Look through the data below and return each line where "tuft" appears.

** Opening Data for review block **

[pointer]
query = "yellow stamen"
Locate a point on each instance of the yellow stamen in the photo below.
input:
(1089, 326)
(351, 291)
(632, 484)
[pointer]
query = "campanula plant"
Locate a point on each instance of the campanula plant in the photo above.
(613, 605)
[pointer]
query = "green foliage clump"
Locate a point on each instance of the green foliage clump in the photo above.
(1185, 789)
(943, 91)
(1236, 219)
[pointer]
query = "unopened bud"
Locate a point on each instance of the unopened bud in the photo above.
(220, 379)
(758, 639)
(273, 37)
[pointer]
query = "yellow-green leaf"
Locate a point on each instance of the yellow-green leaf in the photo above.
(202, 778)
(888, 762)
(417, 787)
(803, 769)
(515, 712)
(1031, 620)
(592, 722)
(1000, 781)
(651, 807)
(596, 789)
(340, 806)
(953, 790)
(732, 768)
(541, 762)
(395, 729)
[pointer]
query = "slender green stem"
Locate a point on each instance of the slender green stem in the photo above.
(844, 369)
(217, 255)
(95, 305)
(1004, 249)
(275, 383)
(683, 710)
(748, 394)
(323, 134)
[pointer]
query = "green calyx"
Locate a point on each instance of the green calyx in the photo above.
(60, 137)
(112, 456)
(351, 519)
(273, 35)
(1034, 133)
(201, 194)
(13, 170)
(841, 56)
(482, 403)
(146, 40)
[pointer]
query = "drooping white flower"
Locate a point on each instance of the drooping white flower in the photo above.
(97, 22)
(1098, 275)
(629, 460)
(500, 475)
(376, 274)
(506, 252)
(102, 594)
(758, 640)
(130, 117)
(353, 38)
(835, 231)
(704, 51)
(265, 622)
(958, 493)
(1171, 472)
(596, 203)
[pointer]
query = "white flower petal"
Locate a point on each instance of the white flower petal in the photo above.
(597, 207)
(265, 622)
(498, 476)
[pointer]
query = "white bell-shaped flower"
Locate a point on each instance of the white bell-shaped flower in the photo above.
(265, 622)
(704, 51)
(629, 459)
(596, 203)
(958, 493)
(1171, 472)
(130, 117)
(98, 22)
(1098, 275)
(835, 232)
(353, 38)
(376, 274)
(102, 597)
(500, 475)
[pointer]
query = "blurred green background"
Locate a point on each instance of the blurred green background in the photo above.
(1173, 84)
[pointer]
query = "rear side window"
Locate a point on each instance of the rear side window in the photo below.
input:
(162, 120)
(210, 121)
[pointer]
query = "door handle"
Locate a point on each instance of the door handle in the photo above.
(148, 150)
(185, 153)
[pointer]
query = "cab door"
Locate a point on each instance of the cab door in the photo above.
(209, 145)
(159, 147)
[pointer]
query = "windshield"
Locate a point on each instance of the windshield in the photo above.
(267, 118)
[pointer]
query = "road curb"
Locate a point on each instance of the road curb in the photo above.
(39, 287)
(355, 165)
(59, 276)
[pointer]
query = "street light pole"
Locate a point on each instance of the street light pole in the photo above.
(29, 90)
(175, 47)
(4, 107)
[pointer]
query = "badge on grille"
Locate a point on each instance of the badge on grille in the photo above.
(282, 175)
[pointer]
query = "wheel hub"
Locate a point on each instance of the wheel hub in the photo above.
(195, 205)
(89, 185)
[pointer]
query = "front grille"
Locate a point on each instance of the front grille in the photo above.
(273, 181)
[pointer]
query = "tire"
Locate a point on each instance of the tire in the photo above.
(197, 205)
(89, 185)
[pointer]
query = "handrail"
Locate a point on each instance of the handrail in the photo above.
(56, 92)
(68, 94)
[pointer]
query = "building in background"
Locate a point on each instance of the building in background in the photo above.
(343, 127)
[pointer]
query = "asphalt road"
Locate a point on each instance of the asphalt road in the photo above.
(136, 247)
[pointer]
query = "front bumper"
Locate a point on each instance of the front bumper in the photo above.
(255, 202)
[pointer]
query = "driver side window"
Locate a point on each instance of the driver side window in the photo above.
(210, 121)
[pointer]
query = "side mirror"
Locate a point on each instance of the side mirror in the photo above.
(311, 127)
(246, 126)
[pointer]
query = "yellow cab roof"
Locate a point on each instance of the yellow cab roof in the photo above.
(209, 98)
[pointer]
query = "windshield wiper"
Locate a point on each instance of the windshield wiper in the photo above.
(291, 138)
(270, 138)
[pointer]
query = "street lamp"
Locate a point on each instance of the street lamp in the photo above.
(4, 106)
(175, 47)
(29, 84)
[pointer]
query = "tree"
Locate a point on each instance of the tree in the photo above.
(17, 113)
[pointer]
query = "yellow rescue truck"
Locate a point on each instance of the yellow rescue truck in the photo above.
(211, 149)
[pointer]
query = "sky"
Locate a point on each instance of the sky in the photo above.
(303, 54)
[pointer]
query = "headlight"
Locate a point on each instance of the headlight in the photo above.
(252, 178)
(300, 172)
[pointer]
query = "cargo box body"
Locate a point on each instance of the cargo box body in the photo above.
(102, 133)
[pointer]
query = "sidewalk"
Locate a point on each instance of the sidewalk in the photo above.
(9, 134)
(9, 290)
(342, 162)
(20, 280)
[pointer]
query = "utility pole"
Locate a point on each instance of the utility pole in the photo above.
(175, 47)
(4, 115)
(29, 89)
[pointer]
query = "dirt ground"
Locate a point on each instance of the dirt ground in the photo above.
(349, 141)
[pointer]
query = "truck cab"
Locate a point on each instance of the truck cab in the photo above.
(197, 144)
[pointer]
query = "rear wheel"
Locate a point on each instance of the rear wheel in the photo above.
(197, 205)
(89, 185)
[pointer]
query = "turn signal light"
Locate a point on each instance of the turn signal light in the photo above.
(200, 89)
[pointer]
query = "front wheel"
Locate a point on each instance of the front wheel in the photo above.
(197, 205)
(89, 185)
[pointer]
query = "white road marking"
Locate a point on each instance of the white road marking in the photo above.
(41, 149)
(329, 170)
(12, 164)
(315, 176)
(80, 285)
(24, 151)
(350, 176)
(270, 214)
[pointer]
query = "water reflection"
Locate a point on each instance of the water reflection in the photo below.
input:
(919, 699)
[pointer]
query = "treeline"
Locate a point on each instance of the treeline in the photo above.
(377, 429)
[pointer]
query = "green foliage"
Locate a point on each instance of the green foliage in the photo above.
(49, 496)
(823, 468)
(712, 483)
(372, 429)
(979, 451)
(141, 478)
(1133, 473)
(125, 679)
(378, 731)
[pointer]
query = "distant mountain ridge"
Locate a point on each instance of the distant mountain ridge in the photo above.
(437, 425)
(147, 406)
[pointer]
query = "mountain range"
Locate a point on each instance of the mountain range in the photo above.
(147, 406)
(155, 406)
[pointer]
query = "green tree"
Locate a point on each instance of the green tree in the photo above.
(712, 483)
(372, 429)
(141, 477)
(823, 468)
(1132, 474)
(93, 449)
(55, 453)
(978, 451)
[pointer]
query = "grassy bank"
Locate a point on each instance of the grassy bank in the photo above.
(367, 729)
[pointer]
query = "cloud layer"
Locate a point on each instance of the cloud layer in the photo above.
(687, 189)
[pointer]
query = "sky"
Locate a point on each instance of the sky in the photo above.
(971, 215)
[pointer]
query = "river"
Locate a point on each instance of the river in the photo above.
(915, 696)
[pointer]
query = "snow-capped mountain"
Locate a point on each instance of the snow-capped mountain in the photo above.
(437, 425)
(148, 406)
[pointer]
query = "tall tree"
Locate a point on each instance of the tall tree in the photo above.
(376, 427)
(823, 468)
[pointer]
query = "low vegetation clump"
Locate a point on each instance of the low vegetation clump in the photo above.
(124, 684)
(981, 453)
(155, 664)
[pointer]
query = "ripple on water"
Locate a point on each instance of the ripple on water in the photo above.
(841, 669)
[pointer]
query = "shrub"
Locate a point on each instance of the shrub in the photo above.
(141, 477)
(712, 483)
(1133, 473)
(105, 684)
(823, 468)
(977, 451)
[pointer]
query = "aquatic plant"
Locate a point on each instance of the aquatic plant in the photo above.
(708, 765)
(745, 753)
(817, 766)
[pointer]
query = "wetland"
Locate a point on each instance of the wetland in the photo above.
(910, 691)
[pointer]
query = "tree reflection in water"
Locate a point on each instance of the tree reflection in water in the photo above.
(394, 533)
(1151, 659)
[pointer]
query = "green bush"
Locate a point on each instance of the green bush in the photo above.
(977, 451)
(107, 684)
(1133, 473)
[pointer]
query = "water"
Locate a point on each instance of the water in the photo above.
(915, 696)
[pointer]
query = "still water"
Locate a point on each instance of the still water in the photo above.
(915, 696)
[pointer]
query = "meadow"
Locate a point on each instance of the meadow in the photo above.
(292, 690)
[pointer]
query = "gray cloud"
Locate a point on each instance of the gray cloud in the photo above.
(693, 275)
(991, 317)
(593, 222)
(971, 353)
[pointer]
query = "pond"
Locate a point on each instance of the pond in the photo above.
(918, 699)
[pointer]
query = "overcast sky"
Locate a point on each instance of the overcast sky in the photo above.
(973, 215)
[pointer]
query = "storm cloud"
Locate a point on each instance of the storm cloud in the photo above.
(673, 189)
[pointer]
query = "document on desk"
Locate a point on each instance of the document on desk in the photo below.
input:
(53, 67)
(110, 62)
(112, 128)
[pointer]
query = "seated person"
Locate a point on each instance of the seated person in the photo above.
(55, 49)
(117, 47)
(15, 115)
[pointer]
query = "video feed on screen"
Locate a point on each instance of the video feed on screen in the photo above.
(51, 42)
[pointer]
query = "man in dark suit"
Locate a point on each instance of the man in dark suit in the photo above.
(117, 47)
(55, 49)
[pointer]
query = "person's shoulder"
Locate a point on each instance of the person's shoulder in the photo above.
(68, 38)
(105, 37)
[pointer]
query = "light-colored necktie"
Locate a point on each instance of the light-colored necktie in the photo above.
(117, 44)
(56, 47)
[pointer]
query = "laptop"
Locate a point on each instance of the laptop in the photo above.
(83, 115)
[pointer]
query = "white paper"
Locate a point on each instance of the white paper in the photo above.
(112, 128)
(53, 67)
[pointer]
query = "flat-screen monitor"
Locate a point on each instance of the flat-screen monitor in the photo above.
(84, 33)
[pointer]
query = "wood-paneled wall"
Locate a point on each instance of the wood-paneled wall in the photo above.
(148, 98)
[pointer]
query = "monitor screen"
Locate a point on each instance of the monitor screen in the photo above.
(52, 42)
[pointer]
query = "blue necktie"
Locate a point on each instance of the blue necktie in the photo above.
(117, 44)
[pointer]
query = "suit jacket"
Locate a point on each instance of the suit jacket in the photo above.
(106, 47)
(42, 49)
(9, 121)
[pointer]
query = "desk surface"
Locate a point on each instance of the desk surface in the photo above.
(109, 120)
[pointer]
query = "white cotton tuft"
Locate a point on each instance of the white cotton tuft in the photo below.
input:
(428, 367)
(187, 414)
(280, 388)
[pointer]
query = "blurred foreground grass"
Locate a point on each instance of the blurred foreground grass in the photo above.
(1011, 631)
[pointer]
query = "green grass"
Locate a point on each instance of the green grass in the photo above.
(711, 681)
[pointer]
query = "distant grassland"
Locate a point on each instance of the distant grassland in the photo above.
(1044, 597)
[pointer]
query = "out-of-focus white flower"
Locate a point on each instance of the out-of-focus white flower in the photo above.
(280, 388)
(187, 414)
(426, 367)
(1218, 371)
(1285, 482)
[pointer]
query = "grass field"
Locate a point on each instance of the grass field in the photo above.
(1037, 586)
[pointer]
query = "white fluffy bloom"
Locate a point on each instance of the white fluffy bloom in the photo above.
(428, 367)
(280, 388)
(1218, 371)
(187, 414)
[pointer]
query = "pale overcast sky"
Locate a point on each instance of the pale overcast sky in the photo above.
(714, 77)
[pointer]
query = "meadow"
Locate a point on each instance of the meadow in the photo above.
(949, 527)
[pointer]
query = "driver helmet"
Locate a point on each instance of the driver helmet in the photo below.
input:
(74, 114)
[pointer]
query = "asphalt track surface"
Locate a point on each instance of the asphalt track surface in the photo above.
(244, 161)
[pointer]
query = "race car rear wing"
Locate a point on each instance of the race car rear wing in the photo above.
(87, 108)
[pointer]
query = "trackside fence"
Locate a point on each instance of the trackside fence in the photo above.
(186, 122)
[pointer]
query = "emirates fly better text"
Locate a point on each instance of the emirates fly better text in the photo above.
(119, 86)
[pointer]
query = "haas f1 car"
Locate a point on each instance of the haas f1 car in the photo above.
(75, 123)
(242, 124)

** Closing Data for review block **

**Exercise output:**
query = "white cotton tuft"
Locate a point on each instance of the white cotton tuft in the photo below.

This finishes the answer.